* _DIRECTIONS FOR THIS TASK_
For the string "bearded", count the lines in the records below that contain it. Answer with that number alone.

+-------+

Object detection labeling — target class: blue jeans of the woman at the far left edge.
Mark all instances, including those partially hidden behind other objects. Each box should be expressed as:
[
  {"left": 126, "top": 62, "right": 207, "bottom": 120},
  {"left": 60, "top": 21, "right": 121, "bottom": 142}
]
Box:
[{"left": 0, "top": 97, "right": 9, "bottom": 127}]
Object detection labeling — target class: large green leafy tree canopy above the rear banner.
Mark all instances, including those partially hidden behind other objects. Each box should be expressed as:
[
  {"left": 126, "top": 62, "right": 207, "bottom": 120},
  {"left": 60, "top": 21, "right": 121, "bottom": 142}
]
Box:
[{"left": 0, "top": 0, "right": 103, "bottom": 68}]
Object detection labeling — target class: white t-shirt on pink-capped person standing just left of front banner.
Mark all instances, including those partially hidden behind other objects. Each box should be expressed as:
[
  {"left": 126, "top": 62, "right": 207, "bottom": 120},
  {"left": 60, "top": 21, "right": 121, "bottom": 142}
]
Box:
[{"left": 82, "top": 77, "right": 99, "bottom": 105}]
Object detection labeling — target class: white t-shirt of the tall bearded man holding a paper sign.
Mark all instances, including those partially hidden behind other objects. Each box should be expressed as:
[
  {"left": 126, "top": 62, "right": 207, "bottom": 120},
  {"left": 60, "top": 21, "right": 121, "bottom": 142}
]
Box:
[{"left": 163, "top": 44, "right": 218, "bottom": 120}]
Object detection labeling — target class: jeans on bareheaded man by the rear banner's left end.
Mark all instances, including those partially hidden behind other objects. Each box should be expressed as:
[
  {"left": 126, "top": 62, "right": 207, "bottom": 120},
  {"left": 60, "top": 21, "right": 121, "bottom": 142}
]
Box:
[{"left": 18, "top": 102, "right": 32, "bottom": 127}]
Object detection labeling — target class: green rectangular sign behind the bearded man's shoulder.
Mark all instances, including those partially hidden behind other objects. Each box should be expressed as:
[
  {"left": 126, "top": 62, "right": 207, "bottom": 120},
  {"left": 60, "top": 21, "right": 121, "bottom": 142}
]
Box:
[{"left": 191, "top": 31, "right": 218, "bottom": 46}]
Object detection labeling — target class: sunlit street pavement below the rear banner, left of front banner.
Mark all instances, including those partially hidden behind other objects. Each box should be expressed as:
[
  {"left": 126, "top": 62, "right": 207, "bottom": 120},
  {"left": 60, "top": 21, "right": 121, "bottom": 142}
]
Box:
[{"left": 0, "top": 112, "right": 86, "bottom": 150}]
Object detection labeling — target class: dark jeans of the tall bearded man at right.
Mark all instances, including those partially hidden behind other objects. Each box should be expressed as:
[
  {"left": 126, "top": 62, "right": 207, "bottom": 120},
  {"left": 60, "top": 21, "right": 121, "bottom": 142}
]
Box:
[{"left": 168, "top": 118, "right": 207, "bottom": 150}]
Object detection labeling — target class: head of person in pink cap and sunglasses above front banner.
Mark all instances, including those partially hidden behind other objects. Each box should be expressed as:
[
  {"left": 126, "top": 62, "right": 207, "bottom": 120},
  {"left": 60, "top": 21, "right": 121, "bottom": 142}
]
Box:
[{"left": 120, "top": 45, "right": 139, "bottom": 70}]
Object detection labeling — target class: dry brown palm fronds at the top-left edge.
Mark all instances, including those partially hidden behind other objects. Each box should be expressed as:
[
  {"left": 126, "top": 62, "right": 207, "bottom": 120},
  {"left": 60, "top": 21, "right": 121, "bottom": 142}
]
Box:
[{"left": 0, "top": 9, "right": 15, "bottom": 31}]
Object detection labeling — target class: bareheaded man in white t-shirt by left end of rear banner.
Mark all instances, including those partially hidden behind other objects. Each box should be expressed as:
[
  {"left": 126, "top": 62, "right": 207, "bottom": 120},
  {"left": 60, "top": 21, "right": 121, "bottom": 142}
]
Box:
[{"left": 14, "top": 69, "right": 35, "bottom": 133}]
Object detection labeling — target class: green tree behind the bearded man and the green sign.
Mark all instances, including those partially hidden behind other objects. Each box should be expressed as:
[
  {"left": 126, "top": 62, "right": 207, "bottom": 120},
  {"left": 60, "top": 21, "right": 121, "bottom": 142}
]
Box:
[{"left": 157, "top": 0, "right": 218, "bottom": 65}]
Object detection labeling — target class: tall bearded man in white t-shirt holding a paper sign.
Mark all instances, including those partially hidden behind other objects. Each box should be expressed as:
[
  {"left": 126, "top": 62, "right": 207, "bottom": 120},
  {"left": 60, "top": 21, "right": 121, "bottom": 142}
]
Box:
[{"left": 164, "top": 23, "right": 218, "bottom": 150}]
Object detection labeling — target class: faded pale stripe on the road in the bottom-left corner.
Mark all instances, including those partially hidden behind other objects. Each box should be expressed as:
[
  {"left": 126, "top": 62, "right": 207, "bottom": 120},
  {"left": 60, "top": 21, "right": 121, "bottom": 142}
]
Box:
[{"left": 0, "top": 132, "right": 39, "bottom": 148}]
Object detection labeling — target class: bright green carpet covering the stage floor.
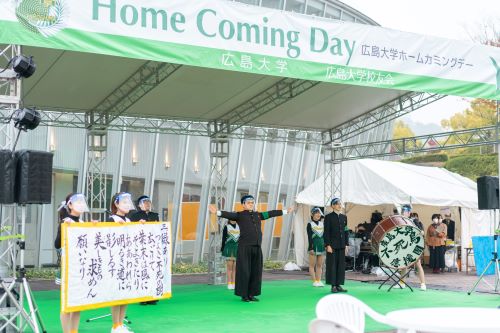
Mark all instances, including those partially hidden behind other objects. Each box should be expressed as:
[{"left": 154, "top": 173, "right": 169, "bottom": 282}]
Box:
[{"left": 35, "top": 280, "right": 500, "bottom": 333}]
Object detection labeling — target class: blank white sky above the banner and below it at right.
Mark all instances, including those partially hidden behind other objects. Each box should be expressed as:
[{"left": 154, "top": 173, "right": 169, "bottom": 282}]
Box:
[{"left": 340, "top": 0, "right": 500, "bottom": 134}]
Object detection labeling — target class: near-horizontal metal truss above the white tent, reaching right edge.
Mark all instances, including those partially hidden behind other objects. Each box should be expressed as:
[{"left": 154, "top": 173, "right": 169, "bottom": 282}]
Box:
[{"left": 331, "top": 126, "right": 497, "bottom": 163}]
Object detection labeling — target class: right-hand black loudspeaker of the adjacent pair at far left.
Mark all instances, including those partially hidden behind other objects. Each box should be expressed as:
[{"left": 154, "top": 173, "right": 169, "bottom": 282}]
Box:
[{"left": 14, "top": 150, "right": 54, "bottom": 204}]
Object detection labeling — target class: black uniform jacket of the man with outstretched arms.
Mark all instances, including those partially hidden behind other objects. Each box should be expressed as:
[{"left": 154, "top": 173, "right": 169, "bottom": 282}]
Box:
[{"left": 221, "top": 210, "right": 283, "bottom": 246}]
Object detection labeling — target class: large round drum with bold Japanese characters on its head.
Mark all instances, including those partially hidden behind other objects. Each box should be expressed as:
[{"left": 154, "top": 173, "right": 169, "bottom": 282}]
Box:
[{"left": 372, "top": 215, "right": 425, "bottom": 269}]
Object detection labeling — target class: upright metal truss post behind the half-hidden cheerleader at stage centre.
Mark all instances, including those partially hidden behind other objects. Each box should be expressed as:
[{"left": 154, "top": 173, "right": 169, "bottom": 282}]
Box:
[{"left": 208, "top": 123, "right": 229, "bottom": 284}]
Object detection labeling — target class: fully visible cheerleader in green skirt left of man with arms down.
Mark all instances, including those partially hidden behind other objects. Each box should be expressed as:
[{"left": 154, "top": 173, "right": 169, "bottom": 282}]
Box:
[{"left": 307, "top": 207, "right": 325, "bottom": 287}]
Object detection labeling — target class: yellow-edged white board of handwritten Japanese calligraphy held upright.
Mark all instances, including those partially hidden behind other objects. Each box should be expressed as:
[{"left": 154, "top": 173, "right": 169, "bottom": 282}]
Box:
[{"left": 61, "top": 222, "right": 172, "bottom": 312}]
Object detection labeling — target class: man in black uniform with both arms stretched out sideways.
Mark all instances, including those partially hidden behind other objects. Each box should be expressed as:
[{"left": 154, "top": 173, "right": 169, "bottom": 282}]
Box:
[{"left": 209, "top": 195, "right": 292, "bottom": 302}]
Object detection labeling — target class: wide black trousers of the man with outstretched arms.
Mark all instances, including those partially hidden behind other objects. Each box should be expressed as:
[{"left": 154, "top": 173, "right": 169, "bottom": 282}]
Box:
[{"left": 234, "top": 245, "right": 263, "bottom": 297}]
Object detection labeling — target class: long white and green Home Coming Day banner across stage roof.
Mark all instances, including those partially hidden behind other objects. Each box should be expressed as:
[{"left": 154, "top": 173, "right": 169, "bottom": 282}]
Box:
[{"left": 0, "top": 0, "right": 500, "bottom": 99}]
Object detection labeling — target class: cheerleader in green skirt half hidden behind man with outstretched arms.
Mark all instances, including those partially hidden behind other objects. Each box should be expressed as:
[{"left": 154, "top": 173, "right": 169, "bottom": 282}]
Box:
[{"left": 221, "top": 221, "right": 240, "bottom": 290}]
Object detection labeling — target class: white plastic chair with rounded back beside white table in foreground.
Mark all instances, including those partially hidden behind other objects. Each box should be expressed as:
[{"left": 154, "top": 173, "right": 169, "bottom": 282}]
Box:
[{"left": 316, "top": 294, "right": 390, "bottom": 333}]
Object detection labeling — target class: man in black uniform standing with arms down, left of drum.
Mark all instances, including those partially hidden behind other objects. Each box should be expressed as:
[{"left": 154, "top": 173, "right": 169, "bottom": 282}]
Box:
[{"left": 323, "top": 198, "right": 349, "bottom": 293}]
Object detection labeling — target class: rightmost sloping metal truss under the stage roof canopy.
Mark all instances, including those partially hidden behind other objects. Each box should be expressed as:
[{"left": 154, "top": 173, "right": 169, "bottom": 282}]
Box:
[{"left": 323, "top": 92, "right": 446, "bottom": 144}]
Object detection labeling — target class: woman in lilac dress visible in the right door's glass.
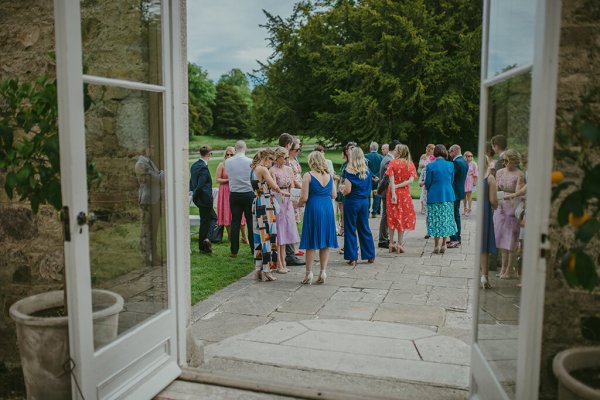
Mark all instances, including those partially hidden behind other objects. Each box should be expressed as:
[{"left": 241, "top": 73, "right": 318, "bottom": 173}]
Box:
[{"left": 494, "top": 149, "right": 525, "bottom": 279}]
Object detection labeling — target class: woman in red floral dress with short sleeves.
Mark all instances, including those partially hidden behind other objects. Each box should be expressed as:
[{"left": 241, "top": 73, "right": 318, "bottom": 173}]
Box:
[{"left": 386, "top": 144, "right": 417, "bottom": 253}]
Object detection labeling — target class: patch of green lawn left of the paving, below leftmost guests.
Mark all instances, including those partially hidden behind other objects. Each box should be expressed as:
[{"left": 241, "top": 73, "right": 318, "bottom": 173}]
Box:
[{"left": 190, "top": 228, "right": 254, "bottom": 304}]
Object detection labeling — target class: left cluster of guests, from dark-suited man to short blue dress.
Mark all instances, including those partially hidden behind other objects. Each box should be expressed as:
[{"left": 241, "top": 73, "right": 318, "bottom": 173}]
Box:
[{"left": 190, "top": 133, "right": 337, "bottom": 284}]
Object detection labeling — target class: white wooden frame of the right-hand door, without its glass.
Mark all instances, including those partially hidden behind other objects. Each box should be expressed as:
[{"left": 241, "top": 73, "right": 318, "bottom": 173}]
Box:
[{"left": 470, "top": 0, "right": 561, "bottom": 400}]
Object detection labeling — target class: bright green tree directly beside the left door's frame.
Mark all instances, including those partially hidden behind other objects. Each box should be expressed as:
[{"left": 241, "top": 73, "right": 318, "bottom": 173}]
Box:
[{"left": 188, "top": 63, "right": 217, "bottom": 135}]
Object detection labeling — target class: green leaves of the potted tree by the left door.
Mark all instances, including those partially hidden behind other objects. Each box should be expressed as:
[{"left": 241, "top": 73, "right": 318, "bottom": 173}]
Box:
[{"left": 0, "top": 76, "right": 100, "bottom": 213}]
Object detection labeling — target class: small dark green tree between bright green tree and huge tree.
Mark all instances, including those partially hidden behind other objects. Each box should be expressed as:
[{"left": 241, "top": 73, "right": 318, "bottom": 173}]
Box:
[{"left": 211, "top": 83, "right": 250, "bottom": 139}]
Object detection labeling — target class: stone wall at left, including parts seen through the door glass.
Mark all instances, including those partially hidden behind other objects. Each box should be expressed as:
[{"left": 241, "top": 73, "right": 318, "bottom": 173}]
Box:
[{"left": 0, "top": 0, "right": 162, "bottom": 398}]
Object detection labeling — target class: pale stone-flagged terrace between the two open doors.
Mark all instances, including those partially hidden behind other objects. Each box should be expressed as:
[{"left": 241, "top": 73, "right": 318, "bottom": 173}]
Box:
[{"left": 168, "top": 203, "right": 482, "bottom": 399}]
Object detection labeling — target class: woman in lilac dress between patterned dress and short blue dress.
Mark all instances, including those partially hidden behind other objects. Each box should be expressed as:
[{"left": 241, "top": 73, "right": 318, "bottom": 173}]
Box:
[{"left": 270, "top": 147, "right": 302, "bottom": 274}]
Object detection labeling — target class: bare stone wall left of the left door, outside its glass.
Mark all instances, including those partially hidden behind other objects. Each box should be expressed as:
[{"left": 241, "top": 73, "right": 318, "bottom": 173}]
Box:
[{"left": 0, "top": 0, "right": 58, "bottom": 398}]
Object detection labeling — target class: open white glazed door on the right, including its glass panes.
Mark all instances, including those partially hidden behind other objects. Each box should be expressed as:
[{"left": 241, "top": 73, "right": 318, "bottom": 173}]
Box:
[{"left": 471, "top": 0, "right": 560, "bottom": 400}]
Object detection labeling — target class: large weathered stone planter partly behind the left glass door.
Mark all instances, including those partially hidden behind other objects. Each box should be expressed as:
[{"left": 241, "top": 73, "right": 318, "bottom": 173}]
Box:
[{"left": 10, "top": 290, "right": 124, "bottom": 400}]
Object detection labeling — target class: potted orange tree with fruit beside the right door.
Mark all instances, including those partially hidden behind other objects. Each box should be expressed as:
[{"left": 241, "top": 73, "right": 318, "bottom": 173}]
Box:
[{"left": 552, "top": 88, "right": 600, "bottom": 400}]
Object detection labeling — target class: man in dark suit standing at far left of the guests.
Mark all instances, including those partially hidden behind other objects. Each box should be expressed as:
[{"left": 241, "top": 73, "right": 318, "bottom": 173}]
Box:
[{"left": 190, "top": 146, "right": 217, "bottom": 253}]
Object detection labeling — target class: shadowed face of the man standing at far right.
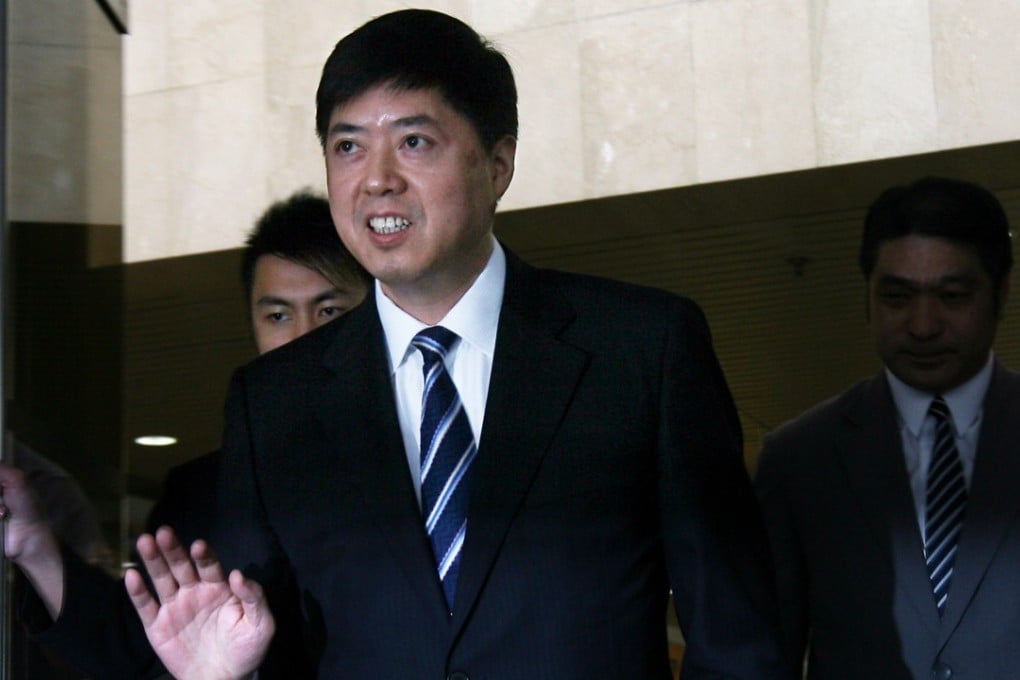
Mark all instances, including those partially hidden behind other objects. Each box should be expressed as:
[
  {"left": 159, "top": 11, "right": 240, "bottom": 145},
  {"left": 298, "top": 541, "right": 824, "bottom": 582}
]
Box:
[{"left": 868, "top": 236, "right": 1009, "bottom": 394}]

+-------+

* _SOLUTION FOR THIS TASK_
5